▸ **SET EXERCISE**
Would you set down every entry shown below, precisely as written?

▸ **ENTRIES SHOWN**
= = = = = = =

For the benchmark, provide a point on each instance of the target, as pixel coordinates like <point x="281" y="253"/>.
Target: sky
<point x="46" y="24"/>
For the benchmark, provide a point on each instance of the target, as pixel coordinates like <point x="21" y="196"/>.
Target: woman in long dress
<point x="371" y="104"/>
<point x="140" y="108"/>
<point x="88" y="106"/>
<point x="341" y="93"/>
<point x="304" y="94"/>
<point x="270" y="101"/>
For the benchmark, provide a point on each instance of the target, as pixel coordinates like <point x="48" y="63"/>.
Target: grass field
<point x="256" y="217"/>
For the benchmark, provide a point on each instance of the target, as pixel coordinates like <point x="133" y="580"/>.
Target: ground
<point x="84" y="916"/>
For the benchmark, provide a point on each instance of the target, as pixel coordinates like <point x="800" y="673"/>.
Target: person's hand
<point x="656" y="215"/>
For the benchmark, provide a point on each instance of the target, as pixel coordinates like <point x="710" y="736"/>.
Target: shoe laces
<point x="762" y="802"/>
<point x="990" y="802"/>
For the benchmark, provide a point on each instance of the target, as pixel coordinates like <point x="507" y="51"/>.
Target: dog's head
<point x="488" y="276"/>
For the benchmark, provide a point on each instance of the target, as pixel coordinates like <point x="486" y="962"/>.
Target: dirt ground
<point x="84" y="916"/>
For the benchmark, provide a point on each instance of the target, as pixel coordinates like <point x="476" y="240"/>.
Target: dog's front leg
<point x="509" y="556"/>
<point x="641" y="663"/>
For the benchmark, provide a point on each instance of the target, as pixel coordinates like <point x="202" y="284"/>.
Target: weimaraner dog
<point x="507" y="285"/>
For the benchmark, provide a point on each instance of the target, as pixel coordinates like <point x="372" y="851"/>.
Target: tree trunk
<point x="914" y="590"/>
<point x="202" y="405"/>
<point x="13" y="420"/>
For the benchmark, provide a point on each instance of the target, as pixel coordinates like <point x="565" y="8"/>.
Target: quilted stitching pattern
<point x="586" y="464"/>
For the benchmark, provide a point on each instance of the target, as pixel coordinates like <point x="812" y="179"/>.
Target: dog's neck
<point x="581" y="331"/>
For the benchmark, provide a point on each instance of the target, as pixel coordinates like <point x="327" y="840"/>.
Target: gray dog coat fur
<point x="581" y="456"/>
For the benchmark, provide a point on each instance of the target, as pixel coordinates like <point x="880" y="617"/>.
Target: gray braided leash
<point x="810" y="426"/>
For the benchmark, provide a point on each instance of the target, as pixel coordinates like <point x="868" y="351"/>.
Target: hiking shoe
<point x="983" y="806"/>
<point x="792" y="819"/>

= = = = = = =

▸ **THE OUTPUT**
For the benchmark, provide a point on each instance of the target, as pixel coordinates like <point x="281" y="253"/>.
Target: sky
<point x="46" y="24"/>
For the benchmark, provide a point on each instance of the target, as pixel coordinates like <point x="21" y="196"/>.
Target: woman in long dress
<point x="371" y="104"/>
<point x="140" y="108"/>
<point x="88" y="106"/>
<point x="341" y="93"/>
<point x="304" y="94"/>
<point x="270" y="101"/>
For the benchmark, provide a point on each instance of the target, as pixel coordinates like <point x="48" y="63"/>.
Target: grass field
<point x="256" y="217"/>
For the benchmark, provide a point on each instance of the target, as pixel coordinates like <point x="133" y="580"/>.
Target: ground
<point x="84" y="916"/>
For the benchmark, provide a point on each instance of the target, as pixel coordinates like <point x="800" y="673"/>.
Target: person's hand
<point x="656" y="215"/>
For the benchmark, provide a point on each instance of the target, as pixel coordinates like <point x="710" y="736"/>.
Target: shoe laces
<point x="762" y="802"/>
<point x="990" y="802"/>
For the benchmark, provide a point on each instance of the target, as pixel coordinates like <point x="507" y="51"/>.
Target: dog's head
<point x="488" y="276"/>
For the benchmark, provide a point on each instance of the target, as pixel coordinates like <point x="486" y="962"/>.
Target: dirt ground
<point x="84" y="916"/>
For the benchmark, provide a point on each instance of the target, as pixel coordinates like <point x="476" y="240"/>.
Target: dog's front leg
<point x="509" y="556"/>
<point x="641" y="663"/>
For the benchmark, provide a point on each instance of the target, as pixel coordinates like <point x="202" y="284"/>.
Target: weimaraner dog
<point x="507" y="285"/>
For the benchmark, provide a point on each instance of the target, as pixel coordinates like <point x="372" y="851"/>.
Target: tree trunk
<point x="914" y="590"/>
<point x="202" y="405"/>
<point x="13" y="420"/>
For the benchmark, provide a point on each instance of the target, as pixel coordinates like <point x="565" y="8"/>.
Target: quilted stitching pattern
<point x="586" y="464"/>
For the benchmark, provide a point on each instance of the target, as pixel coordinates like <point x="812" y="179"/>.
Target: dog's neck
<point x="581" y="331"/>
For the benchmark, provide a point on each instance of the target, as pixel coordinates like <point x="327" y="840"/>.
Target: gray dog coat fur
<point x="581" y="456"/>
For the benchmark, provide a point on each instance of the target, as pixel coordinates like <point x="880" y="617"/>.
Target: gray braided leash
<point x="810" y="426"/>
For the benchmark, provide a point on each instance of the target, as pixel coordinates like <point x="868" y="351"/>.
Target: hiking shoe
<point x="983" y="806"/>
<point x="792" y="819"/>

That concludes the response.